Study text —
Result and discussion: The dietary treatments had no significant effect on the blood parameters and the weight of testicles. Similarly, in a study adding 3% of fish oil in the diet of broiler breeder roosters did not change the testicular weight. The overall effect of dietary treatments in CASA data and motility parameters was non-significant. This is consistent with the previous studies, which showed that diets with different sources of fats have no effect on the sperm motility parameters. It has been reported that the flaxseed oil had no effect on the volume and concentration of semen.

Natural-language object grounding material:
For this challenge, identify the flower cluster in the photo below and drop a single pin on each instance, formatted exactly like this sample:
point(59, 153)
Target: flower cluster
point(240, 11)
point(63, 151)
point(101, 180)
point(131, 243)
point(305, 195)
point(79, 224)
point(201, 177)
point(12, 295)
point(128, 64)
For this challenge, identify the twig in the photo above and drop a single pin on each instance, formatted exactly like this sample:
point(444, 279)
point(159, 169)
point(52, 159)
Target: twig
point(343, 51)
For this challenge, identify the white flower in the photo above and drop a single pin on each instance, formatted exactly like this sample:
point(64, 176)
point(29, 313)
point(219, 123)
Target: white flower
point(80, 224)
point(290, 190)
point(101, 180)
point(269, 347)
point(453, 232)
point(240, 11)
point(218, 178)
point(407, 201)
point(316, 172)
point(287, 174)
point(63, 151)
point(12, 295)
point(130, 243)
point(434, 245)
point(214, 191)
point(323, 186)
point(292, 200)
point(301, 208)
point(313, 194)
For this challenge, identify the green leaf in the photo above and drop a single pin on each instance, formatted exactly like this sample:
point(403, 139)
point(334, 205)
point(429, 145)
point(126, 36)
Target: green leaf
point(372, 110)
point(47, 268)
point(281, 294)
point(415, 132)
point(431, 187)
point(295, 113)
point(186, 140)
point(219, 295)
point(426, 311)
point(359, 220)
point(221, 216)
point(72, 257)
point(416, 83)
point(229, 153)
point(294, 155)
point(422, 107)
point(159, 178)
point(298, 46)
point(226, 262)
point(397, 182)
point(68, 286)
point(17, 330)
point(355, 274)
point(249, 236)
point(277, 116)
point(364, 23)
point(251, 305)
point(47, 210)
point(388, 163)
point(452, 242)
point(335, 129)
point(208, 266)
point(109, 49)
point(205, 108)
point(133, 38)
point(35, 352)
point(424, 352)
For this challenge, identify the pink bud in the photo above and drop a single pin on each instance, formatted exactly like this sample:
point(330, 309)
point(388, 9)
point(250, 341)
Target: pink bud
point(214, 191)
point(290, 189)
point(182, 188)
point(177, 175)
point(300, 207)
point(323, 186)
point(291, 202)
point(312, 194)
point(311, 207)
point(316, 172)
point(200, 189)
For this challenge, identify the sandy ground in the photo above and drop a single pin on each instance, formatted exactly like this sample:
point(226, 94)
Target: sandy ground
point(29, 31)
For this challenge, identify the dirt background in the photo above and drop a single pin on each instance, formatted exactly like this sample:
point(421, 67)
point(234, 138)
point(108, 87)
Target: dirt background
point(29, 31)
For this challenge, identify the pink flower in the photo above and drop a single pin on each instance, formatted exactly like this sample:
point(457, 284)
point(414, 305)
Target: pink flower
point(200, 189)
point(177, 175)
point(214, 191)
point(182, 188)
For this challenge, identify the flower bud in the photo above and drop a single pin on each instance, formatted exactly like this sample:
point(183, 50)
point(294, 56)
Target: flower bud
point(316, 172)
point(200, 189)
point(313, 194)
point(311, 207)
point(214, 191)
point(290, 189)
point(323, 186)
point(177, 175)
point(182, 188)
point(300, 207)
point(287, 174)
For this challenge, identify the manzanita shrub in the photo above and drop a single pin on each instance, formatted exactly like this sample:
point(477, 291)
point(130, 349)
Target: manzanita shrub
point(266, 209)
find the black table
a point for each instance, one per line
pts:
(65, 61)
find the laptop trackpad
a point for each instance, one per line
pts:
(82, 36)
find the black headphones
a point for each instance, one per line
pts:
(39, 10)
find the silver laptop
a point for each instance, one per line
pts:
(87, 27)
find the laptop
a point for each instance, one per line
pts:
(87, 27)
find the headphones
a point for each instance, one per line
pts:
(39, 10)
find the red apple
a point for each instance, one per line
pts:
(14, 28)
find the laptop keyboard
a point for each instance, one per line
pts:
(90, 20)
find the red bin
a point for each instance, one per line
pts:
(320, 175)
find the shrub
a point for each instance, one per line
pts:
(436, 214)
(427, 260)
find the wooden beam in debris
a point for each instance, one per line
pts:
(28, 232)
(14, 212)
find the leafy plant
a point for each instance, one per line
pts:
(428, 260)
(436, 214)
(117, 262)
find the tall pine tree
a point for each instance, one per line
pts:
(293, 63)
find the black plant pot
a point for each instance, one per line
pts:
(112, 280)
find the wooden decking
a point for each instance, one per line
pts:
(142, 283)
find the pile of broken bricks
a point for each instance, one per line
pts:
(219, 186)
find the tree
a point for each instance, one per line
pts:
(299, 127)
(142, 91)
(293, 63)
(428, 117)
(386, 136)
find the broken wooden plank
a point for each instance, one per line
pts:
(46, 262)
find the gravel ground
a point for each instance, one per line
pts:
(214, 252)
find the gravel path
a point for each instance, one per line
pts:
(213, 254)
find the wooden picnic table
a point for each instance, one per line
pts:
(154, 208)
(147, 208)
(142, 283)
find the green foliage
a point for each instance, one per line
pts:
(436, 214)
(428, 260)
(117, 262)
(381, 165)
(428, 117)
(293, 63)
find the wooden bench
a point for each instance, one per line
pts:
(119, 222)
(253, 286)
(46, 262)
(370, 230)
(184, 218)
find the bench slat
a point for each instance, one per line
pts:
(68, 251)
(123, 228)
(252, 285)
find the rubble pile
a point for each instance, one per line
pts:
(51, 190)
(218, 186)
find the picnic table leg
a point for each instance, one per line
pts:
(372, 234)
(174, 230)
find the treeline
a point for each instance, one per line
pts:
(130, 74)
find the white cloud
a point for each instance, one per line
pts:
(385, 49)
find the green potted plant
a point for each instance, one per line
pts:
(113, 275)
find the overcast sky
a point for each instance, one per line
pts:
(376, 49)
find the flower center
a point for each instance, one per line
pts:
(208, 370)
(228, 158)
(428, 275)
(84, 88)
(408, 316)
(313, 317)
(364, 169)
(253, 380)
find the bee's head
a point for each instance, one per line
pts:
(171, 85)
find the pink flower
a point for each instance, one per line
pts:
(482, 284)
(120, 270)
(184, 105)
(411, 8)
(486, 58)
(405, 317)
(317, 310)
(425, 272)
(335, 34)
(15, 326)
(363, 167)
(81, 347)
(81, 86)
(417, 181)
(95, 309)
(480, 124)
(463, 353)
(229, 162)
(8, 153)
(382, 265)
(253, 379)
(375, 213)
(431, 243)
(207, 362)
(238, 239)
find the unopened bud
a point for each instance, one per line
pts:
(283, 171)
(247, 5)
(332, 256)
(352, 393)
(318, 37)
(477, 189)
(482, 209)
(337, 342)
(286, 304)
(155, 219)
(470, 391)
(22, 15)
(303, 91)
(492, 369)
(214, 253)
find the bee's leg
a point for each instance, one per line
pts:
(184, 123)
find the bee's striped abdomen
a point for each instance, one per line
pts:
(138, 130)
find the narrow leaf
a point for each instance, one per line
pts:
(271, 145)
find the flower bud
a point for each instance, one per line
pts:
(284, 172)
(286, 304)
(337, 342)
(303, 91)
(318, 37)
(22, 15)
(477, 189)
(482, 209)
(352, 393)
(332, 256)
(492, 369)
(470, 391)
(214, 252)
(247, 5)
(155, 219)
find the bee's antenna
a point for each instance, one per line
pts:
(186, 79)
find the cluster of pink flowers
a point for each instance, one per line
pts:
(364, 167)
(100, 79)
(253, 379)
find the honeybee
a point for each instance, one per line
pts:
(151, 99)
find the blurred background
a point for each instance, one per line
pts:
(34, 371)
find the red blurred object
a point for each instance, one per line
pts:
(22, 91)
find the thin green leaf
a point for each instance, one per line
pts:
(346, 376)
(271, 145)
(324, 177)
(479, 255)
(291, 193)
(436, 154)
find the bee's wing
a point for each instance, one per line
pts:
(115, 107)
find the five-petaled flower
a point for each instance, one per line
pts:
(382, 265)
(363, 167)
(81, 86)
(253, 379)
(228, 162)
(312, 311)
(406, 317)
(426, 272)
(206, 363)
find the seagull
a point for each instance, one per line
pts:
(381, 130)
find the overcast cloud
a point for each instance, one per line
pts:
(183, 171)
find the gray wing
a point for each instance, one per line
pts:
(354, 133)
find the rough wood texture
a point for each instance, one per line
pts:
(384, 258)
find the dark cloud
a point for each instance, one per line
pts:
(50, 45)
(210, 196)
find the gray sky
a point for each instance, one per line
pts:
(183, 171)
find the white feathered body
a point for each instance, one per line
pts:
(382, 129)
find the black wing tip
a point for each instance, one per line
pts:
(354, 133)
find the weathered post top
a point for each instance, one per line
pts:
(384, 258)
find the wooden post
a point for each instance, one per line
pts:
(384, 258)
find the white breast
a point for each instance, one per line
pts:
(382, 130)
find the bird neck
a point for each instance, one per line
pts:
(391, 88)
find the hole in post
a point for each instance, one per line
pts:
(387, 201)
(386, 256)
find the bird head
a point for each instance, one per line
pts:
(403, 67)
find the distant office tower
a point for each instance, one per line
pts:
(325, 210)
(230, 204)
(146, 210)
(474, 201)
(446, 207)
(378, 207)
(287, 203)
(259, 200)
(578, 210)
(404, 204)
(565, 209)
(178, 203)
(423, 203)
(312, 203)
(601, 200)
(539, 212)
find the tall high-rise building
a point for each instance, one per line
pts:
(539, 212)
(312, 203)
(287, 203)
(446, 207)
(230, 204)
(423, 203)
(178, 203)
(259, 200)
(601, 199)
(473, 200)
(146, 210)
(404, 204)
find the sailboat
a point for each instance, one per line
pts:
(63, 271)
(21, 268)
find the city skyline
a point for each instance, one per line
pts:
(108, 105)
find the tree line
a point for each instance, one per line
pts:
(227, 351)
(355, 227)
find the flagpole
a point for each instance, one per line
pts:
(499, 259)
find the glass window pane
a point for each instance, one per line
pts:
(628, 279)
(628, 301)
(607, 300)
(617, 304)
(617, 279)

Work to complete — Decide whether each statement below agrees with the results text, answering yes or no and quoting the deciding words of the text. (a) The dietary treatments significantly changed the weight of testicles. (b) A study that added 3% fish oil to the diet of broiler breeder roosters found no change in testicular weight. (c) Flaxseed oil was reported to increase the volume of semen.

Task response —
(a) No: "The dietary treatments had no significant effect on the blood parameters and the weight of testicles."
(b) Yes: "in a study adding 3% of fish oil in the diet of broiler breeder roosters did not change the testicular weight"
(c) No: "the flaxseed oil had no effect on the volume and concentration of semen"